Exclude all pictures, then restate the entries below word for word.

━━━ Input material ━━━

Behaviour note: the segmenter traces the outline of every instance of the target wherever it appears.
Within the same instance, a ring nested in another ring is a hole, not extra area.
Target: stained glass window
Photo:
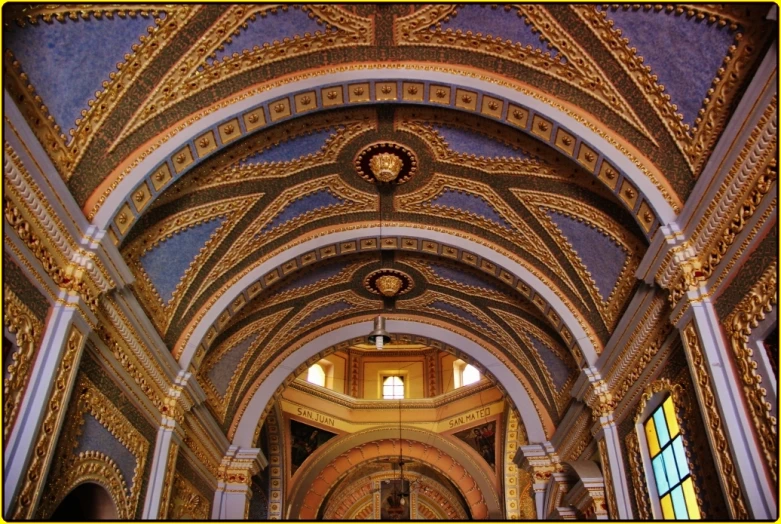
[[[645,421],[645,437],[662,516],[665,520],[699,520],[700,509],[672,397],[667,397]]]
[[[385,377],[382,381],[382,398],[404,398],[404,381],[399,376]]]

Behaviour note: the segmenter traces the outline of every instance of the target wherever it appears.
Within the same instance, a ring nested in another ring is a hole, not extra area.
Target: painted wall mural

━━━

Solution to the exercise:
Behaviour note: the segmenter traces the outline of every instance of the target wherever it appears.
Within the same instance, a ring nested in another ring is a hole, not extra area.
Target: stained glass window
Photo:
[[[645,421],[645,437],[662,516],[665,520],[699,520],[700,509],[672,397],[667,397]]]
[[[385,377],[382,381],[382,398],[404,398],[404,381],[399,376]]]

Behaviour note: the segmenter traces the outline of every instance of the target wherever it appears.
Within the same instance, a ring nested in another ring is a hole, not extra area.
Target: painted wall mural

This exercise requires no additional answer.